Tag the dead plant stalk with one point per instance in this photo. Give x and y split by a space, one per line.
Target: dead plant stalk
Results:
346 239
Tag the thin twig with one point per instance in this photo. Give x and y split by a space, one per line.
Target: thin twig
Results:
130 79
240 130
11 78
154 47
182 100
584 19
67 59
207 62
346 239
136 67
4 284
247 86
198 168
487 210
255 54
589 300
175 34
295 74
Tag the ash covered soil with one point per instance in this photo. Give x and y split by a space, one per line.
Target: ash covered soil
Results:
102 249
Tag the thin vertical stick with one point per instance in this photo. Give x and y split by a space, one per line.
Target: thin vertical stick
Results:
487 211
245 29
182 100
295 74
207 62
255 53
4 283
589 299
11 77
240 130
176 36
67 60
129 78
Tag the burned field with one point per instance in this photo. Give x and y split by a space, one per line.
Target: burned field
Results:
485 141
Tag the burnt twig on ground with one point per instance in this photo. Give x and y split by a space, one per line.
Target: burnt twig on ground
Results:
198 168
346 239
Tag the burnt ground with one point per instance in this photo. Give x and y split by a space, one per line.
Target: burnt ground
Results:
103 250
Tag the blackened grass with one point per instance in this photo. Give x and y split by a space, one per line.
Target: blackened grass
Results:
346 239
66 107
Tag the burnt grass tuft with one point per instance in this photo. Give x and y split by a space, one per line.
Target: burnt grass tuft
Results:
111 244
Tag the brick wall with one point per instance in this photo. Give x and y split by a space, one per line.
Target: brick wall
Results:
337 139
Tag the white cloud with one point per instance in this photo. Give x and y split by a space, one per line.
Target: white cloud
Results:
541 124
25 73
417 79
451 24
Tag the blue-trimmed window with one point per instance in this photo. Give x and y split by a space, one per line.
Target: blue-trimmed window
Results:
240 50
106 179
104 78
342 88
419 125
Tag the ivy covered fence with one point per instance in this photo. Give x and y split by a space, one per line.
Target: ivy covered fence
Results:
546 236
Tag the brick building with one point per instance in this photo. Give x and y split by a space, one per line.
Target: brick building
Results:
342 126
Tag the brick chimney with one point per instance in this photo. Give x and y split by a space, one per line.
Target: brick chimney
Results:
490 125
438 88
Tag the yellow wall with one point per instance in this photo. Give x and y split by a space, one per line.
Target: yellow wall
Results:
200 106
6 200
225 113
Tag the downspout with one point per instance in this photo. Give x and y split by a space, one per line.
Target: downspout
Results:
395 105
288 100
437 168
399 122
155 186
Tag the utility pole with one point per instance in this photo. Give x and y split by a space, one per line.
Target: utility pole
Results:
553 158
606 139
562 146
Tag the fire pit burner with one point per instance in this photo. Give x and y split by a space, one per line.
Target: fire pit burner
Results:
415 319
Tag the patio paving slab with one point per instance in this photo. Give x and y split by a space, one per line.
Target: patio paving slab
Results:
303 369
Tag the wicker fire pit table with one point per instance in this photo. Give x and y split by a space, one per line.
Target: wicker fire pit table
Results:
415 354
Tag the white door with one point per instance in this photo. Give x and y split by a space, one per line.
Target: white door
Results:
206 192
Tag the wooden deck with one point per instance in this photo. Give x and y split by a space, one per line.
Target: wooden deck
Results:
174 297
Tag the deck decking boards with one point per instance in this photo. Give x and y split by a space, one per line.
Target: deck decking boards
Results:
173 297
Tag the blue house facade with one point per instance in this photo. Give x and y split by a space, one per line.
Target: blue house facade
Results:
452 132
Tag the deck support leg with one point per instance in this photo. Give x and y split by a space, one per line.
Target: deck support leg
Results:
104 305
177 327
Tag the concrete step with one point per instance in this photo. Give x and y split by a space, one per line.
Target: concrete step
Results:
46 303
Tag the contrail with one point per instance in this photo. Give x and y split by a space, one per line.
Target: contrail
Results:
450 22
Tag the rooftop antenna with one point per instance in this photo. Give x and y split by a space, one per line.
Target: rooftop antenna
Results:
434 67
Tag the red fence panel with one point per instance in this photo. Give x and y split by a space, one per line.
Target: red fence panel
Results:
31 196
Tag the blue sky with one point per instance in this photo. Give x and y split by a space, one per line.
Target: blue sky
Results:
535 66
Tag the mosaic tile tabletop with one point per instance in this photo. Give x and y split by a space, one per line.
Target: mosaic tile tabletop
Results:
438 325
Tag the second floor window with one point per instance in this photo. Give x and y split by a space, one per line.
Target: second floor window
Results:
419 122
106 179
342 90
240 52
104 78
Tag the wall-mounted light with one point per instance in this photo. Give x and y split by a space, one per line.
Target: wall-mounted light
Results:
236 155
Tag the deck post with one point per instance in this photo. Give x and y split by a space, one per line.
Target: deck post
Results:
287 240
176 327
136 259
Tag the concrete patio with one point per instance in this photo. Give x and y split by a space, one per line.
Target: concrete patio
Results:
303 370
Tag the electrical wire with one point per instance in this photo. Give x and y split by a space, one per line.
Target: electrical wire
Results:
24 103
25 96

**Given problem**
Repeat the listing in full, keeping every line exactly as it is.

**Finished task**
Tag the dead plant stalk with one point per instance in this photo. Give x and y split by a space, one per line.
Target: dead plant stalk
Results:
346 239
Tag the thin twig with one point per instance in this photo. Give x and y split by a space, one per line.
Target: thin twig
Results:
130 79
240 130
11 78
154 47
182 100
584 19
67 59
207 62
346 239
136 67
4 284
247 86
198 168
487 210
255 54
589 300
175 34
295 74
Tag the ash covered soil with one point per instance in this photo. Give x and y split by a space, one per line.
Target: ash covered soil
Results:
102 249
Tag the thin vertical stick with one point per instance in this photo. Give x and y split by a space, one per line.
Target: thin vertical stick
Results:
487 211
245 29
182 100
295 74
207 62
255 53
4 283
589 299
11 77
240 130
176 36
67 60
129 78
Tag the burned field with one point per instance in this photo. Give x and y split by a space, one per line.
Target: burned field
Results:
485 141
Tag the burnt twig on ground with one point per instance in this photo. Give x and y split by a space, one per line.
Target: burnt twig on ground
Results:
198 168
346 239
Tag the burnt ground with one point per instance in this photo. Give x and y split by a space, one per line.
Target: burnt ground
Results:
103 250
Tag the blackened grass with one point per instance in this photo. Give x and y split by a space, one per line.
Target: blackened grass
Results:
346 239
66 107
Tag the burnt grass tuft with one point per instance in this photo. Give x and y split by a space, one per line.
Target: burnt grass tuft
Results:
111 244
Tag the brick wall with one point per instance in this photo. Give x and y split by a space, one per line.
Target: brick wall
Results:
337 139
Tag the white cloud with one point per instance in this photo. Give x and y split by a space, one per line.
Target: white cloud
Results:
541 124
25 73
417 79
451 24
Tag the blue-trimmed window with one point per instance in this photo. Give x and y split by a space, one per line.
Target: blue-trimmed window
Results:
240 50
106 179
104 78
342 88
419 125
Tag the ivy covered fence with one point per instance in this photo. Give x and y split by a space, one per line.
Target: ivy covered fence
Results:
546 236
Tag the brick building with one point per instance in this photo. Give x and y split by a space, one per line.
Target: brick building
Results:
342 126
Tag the brick chimney with one point per instance in this photo. Give x and y split by a space, one per line.
Target: brick chimney
Results:
490 125
438 88
Tag the yellow wall with one point per instance in this photo. Give x and y split by a space, one per line.
Target: yellow wall
Results:
200 106
6 200
225 113
Tag the downspout with one point per instance in this photo. Give x and y split by a space, one per line.
Target: downspout
Results:
395 105
288 100
437 168
399 122
155 186
Tag the utility pole with one point per instance in this photo. Give x and y split by a space, one per line.
Target: utility pole
Results:
553 158
606 139
562 146
Tag the fire pit burner with one point per instance in this photo. Give x and y split by a space, one per line.
Target: fire pit burner
Results:
415 319
Tag the patio paving slab with one point per instance in this photo. Give x and y split by a space, one per line.
Target: patio paving slab
Results:
303 369
Tag the wicker fire pit table with one point per instance in this photo. Give x and y split by a space, one per line.
Target: wicker fire pit table
Results:
415 354
Tag the white door with one point per instance in this photo. Give x and y split by a space, one per line.
Target: white door
Results:
206 192
Tag the wooden deck with one point per instance in this photo. Give x and y split by a space, one per line.
Target: wooden deck
Results:
174 297
Tag the deck decking boards with one point per instance in this photo. Give x and y split by a space, one per line.
Target: deck decking boards
Results:
173 297
Tag the blue house facade with one point per instance in this photo. Give x and y split by a space, one per line.
Target: blue house facade
Results:
452 132
Tag the deck support leg with one point per instance in this photo. Give x and y split by a space, one per line.
Target: deck support leg
Results:
104 305
177 327
Tag the concrete step with one point per instance in this photo. Give x and y split by a space, one per line.
Target: concrete step
Results:
46 303
Tag the contrail with one point per instance in this photo. Give x and y split by a space, one per line.
Target: contrail
Results:
450 22
Tag the rooftop antenna with one point per instance in this photo. Give x and y split by a space, one per line.
Target: rooftop antenna
Results:
434 67
Tag the red fence panel with one point per instance in this photo. Give x and y split by a space, one per line.
Target: red fence panel
Results:
31 196
Tag the blue sky with one point per instance in this photo. Give x and y split by a space, one per line.
Target: blue sky
Results:
535 66
Tag the mosaic tile tabletop with one point per instance in this photo. Give x and y split by a space, one per line.
Target: mosaic tile tabletop
Results:
438 325
Tag the second floor window with one point per instance in this photo. Give x and y split by a space, one per line.
Target: second floor window
Results:
419 122
106 179
342 90
240 52
104 78
Tag the wall-mounted light with one point per instance in this photo. Give x and y split by a space, one per line.
Target: wall-mounted light
Results:
236 155
Tag the deck post with one point per instance in this photo. Give x and y split by a space, one per line.
Target: deck post
Results:
287 240
176 327
136 259
Tag the concrete patio with one point per instance in this photo. Give x and y split by a space, one per line.
Target: concrete patio
Results:
303 370
Tag the electrical wire with one point per instance in this photo. Give x and y split by a space, one per line.
Target: electrical wire
Results:
24 103
25 96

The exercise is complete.